◆ The problem
Beginning with the line below that contains "Then locate the stick" and ending with the line that contains "Then locate the hockey skate, one", copy every line exactly. Copy nothing else.

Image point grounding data
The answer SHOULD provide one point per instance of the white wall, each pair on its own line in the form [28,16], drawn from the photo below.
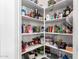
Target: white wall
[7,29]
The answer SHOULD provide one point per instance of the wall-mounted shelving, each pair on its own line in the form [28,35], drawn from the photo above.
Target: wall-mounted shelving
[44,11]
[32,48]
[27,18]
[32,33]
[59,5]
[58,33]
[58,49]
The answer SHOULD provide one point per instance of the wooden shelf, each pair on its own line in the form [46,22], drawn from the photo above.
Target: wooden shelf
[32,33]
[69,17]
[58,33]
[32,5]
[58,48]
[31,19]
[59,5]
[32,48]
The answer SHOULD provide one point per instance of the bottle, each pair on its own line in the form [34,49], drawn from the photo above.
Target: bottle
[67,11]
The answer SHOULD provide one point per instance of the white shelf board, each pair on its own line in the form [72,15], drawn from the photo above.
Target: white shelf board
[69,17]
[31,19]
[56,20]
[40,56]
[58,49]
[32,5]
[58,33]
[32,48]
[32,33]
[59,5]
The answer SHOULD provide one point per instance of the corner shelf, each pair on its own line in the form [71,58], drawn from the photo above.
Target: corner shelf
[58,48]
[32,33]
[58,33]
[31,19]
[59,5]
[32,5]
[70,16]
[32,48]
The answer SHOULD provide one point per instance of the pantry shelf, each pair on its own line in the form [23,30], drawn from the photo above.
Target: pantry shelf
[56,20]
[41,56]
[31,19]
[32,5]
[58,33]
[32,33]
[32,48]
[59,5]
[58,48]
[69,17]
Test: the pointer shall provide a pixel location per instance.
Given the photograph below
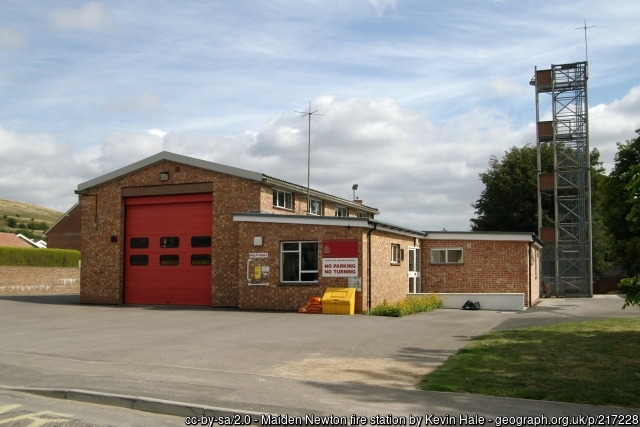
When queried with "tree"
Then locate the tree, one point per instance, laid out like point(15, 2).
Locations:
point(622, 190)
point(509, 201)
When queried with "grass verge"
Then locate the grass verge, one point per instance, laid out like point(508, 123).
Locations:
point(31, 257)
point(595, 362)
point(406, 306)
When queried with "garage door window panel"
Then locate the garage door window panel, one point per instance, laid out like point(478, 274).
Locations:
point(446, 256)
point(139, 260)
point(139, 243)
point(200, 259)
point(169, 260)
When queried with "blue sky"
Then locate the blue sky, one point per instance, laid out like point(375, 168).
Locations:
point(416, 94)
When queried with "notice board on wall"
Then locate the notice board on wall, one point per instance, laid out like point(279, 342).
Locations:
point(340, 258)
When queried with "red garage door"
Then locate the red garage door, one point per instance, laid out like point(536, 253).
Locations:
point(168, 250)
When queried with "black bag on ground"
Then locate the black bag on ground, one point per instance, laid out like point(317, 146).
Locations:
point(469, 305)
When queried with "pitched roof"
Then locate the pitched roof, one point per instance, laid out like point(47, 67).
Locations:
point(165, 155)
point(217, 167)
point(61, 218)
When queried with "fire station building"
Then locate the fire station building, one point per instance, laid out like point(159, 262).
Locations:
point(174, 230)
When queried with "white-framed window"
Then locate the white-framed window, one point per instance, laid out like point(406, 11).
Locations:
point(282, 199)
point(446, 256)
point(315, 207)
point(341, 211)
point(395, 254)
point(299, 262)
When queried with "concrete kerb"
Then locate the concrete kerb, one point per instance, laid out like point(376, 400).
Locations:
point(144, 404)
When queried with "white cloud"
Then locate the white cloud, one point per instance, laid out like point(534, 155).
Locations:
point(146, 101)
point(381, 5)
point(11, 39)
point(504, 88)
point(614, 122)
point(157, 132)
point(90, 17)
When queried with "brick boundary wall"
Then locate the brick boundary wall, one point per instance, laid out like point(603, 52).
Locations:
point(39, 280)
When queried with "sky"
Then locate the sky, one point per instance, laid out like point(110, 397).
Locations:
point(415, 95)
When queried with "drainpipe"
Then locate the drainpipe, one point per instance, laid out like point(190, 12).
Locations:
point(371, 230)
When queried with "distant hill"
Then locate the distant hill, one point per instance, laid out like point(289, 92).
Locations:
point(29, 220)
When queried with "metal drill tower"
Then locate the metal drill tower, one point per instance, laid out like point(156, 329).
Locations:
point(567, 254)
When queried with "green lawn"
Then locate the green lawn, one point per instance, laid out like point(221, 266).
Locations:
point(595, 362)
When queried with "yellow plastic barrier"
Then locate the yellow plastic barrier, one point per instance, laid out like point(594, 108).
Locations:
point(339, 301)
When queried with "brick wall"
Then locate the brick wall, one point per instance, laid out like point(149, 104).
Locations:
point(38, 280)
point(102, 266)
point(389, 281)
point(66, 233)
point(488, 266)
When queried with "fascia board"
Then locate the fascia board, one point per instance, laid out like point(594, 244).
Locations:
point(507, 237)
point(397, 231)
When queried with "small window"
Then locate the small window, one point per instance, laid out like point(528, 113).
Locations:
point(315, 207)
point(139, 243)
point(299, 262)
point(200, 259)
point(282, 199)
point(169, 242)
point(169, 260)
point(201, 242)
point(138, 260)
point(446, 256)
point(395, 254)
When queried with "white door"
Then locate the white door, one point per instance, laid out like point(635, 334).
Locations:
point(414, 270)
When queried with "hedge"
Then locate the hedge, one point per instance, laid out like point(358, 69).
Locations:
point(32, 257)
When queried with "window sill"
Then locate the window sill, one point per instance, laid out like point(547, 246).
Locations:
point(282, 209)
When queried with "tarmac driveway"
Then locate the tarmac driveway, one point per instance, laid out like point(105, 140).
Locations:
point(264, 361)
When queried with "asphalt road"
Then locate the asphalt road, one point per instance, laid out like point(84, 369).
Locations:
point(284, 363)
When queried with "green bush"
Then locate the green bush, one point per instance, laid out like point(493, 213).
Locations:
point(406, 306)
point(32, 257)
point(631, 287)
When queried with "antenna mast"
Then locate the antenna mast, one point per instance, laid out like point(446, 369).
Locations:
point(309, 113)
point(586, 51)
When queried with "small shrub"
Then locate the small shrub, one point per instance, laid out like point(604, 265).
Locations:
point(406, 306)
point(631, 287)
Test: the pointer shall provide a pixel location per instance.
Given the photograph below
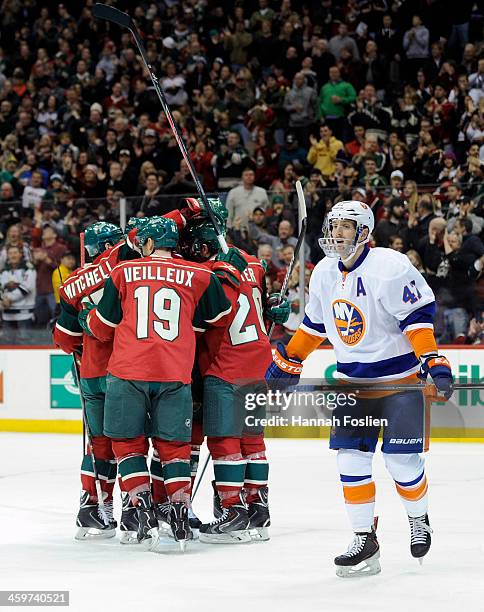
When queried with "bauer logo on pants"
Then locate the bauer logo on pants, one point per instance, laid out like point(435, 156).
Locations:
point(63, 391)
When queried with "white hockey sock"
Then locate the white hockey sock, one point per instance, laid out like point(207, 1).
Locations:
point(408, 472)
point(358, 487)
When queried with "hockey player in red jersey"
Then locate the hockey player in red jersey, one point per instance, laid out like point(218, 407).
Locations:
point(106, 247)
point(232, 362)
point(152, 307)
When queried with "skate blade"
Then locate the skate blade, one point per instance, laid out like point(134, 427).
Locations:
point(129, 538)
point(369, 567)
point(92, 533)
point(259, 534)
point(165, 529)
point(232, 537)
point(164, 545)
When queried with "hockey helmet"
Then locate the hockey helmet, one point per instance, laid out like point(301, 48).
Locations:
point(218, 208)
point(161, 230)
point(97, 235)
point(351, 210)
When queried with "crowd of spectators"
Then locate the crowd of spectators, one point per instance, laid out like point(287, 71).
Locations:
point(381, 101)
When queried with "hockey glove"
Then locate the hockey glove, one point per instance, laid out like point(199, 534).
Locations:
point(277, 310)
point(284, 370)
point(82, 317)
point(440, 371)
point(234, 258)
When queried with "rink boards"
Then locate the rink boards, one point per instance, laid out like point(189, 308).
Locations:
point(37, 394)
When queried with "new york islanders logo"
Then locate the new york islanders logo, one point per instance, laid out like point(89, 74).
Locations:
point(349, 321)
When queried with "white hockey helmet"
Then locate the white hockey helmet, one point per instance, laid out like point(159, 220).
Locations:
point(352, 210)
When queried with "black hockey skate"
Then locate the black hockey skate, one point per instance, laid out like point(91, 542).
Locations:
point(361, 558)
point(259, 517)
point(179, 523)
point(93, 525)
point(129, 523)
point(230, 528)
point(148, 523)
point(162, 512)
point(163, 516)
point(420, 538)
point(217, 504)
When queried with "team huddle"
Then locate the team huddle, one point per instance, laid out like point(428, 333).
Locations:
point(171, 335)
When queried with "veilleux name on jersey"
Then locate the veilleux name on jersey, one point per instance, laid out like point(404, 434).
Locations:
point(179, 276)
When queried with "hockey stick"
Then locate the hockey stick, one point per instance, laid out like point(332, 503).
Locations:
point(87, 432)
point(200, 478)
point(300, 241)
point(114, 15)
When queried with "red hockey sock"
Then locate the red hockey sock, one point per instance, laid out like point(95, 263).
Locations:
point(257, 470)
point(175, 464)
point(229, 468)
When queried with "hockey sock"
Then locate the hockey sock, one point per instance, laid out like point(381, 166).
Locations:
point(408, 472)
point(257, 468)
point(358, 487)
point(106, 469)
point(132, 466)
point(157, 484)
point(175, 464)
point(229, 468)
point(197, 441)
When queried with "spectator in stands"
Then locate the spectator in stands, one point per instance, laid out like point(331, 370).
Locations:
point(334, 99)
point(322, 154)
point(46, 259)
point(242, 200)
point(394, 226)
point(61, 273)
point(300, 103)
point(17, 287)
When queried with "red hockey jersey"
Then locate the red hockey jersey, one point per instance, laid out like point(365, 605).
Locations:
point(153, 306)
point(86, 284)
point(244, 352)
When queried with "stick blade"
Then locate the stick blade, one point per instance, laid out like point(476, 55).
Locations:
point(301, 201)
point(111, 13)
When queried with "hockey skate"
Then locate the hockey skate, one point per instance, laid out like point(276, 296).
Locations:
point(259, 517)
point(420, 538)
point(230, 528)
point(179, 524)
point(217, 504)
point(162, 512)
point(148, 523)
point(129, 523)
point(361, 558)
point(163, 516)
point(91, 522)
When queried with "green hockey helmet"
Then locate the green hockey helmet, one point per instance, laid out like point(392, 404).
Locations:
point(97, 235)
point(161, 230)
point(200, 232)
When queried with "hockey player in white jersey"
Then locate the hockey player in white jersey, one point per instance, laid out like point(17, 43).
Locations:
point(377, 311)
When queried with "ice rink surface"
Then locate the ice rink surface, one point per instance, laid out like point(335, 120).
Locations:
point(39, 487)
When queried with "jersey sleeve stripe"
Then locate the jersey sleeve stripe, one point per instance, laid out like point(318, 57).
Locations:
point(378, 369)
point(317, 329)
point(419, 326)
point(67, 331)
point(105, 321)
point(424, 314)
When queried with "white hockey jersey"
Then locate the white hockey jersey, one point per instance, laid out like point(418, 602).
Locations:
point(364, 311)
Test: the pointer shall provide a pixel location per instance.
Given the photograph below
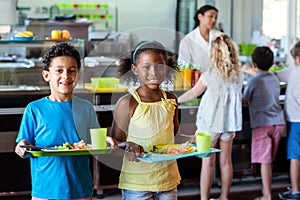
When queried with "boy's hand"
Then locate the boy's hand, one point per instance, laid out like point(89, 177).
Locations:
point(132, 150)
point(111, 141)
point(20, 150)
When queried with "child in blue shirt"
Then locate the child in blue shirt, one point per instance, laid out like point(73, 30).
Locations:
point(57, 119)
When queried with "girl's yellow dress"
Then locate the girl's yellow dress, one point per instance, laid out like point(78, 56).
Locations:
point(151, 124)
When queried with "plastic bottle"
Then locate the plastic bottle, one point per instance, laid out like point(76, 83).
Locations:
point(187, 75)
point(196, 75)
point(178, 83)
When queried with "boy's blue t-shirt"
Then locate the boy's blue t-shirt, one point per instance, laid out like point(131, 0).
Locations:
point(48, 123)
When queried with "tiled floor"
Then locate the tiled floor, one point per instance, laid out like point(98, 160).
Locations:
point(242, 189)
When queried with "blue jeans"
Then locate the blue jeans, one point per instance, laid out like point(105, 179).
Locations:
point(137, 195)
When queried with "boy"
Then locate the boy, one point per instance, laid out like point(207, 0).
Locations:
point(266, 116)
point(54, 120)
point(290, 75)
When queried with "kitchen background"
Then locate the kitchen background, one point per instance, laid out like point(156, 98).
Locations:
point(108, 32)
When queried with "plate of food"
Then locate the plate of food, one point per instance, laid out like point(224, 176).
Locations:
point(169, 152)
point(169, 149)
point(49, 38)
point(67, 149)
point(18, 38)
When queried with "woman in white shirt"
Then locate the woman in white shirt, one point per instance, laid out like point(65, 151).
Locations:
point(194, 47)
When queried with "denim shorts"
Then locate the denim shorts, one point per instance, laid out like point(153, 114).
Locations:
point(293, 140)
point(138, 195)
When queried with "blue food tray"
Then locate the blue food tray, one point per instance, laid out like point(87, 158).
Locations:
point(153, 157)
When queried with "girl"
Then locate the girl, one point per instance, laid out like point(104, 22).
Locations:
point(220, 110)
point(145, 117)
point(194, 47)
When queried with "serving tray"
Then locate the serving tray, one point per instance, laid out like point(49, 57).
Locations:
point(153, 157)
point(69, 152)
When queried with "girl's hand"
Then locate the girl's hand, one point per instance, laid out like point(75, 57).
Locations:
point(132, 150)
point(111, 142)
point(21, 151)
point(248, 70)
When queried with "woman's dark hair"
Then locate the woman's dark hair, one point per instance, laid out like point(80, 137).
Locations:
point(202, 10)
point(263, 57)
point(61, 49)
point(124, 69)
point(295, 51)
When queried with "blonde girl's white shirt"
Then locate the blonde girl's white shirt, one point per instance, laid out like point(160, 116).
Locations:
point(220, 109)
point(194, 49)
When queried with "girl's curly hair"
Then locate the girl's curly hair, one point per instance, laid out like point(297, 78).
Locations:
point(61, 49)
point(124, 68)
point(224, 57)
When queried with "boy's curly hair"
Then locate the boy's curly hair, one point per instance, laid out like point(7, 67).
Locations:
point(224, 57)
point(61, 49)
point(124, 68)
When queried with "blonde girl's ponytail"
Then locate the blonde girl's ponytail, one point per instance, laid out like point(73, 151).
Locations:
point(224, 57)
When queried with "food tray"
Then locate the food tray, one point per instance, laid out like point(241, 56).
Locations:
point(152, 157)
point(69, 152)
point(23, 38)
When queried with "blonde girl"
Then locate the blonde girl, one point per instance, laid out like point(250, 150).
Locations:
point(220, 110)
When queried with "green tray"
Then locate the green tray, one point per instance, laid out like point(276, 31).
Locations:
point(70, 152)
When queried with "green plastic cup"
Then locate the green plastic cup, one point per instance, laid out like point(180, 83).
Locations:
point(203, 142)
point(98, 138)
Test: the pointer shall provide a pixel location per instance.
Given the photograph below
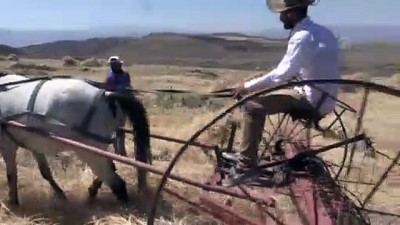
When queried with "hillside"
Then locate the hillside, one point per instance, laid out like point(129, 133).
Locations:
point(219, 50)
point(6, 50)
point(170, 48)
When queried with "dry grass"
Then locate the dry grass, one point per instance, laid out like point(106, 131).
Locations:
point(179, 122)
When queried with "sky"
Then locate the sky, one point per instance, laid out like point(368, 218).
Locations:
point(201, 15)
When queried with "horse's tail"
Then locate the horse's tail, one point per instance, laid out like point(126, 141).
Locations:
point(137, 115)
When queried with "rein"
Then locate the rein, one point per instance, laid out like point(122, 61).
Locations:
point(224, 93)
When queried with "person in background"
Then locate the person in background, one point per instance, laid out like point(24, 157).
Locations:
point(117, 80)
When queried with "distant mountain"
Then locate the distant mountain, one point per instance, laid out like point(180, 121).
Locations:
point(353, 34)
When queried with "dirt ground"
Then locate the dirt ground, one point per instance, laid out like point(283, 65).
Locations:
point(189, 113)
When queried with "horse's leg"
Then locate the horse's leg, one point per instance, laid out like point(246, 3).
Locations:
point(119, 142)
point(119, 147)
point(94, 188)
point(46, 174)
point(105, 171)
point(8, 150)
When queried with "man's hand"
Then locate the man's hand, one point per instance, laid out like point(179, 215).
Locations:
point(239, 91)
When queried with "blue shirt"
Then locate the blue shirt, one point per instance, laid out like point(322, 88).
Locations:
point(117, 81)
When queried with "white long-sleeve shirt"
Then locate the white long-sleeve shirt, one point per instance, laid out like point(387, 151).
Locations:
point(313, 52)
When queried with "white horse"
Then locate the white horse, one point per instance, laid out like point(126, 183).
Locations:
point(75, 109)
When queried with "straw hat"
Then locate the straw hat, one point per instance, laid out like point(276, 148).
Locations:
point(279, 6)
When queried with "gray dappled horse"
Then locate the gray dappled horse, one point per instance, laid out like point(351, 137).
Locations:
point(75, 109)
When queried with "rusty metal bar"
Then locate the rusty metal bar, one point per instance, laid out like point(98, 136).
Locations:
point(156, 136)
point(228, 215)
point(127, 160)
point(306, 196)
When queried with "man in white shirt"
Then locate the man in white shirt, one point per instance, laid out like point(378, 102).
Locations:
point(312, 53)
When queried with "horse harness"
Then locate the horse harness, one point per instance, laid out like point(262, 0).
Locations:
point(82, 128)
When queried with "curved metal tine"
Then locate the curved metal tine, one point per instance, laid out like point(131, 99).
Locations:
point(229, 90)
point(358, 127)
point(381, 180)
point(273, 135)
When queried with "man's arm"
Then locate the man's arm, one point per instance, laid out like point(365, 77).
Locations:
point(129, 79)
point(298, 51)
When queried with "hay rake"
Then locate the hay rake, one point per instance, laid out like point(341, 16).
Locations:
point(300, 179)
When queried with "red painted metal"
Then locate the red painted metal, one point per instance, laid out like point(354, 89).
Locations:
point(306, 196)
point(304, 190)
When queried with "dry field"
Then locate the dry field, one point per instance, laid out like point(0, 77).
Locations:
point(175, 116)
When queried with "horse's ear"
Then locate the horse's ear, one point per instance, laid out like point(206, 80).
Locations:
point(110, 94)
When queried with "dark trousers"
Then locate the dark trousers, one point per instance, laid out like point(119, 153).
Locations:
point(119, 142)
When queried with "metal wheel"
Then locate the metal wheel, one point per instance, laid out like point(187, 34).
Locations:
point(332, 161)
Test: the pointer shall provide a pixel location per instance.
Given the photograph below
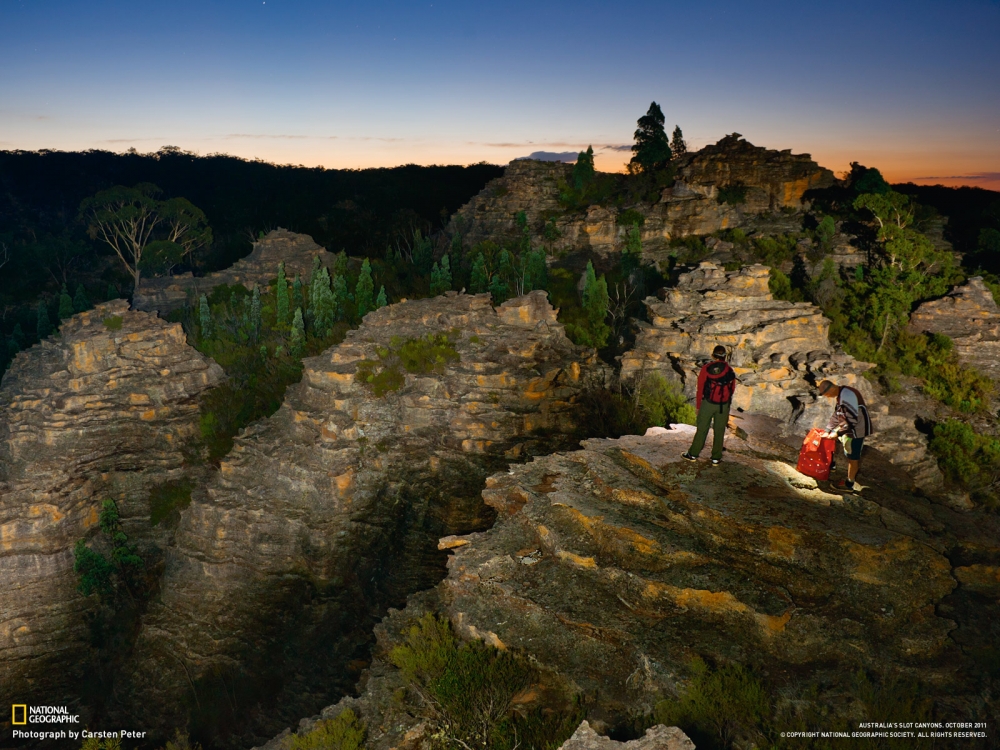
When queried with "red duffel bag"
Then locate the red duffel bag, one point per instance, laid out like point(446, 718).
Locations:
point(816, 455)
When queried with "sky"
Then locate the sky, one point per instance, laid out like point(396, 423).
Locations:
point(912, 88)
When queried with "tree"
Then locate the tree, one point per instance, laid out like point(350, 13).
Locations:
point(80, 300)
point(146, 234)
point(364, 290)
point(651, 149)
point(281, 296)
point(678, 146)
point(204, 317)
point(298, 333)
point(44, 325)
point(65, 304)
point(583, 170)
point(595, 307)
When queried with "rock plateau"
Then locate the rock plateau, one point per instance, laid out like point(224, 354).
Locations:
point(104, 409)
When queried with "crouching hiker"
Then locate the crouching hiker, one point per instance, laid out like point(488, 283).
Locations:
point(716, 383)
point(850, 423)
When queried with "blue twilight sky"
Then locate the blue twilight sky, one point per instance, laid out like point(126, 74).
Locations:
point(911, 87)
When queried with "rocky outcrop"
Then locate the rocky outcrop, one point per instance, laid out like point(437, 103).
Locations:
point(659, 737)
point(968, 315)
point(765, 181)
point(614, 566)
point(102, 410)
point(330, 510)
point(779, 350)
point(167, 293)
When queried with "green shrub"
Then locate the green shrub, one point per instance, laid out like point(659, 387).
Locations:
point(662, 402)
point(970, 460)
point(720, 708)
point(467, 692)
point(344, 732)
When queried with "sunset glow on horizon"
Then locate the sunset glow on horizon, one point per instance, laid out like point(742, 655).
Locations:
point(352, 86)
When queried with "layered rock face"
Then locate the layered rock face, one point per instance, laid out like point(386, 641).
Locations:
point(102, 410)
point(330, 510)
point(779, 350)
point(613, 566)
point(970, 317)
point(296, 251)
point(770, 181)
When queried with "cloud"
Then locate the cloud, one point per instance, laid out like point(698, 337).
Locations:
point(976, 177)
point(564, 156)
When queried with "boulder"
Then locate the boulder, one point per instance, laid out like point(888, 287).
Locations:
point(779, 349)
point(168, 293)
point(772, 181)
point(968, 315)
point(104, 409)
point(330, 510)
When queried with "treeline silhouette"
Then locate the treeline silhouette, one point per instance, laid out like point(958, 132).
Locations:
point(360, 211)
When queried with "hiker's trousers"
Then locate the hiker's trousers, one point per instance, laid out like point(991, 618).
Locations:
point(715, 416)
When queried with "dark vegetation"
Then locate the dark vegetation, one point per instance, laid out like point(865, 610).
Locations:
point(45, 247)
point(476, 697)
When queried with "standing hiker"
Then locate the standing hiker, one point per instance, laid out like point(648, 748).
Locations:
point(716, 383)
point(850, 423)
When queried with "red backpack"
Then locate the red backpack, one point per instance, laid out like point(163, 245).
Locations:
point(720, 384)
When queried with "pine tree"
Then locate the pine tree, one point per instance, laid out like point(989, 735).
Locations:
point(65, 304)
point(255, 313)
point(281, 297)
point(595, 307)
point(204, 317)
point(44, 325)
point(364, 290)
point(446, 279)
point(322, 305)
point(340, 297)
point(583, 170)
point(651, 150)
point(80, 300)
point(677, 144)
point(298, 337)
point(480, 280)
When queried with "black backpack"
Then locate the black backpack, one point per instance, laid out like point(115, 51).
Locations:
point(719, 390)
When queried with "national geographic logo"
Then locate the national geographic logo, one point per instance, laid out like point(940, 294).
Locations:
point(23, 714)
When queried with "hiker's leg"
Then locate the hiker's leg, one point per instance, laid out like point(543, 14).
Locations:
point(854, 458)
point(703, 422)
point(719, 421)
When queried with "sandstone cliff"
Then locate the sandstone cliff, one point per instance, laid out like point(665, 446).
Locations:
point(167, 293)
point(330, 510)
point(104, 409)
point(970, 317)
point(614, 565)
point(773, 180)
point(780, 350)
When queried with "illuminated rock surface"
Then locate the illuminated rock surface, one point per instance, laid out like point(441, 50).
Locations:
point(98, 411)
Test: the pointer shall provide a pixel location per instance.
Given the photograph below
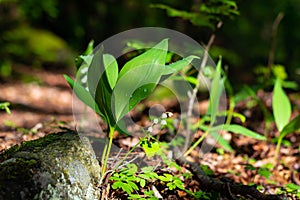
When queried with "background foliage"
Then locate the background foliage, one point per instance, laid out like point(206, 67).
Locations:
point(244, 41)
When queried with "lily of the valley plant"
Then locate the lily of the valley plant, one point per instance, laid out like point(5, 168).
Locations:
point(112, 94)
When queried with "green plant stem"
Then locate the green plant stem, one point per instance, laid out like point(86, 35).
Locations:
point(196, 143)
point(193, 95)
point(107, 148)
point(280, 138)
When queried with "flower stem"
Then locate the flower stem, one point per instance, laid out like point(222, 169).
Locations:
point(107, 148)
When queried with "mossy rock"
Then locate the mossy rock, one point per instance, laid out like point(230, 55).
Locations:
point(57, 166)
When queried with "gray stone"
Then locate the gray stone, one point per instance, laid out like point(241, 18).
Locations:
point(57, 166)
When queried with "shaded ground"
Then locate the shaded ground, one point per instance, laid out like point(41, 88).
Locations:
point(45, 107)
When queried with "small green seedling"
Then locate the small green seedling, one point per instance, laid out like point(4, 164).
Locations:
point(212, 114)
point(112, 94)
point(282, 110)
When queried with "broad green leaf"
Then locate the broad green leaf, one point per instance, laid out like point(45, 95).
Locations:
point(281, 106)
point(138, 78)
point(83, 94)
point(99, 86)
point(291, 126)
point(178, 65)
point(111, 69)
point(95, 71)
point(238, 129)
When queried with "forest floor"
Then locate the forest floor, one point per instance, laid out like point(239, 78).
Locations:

◆ Exercise solution
Then locate the stick blade, one point per instance, laid out like point(476, 55).
Locations:
point(301, 201)
point(111, 13)
When queried with "hockey skate"
Then locate the hockey skate, one point per instance, laid out like point(276, 296).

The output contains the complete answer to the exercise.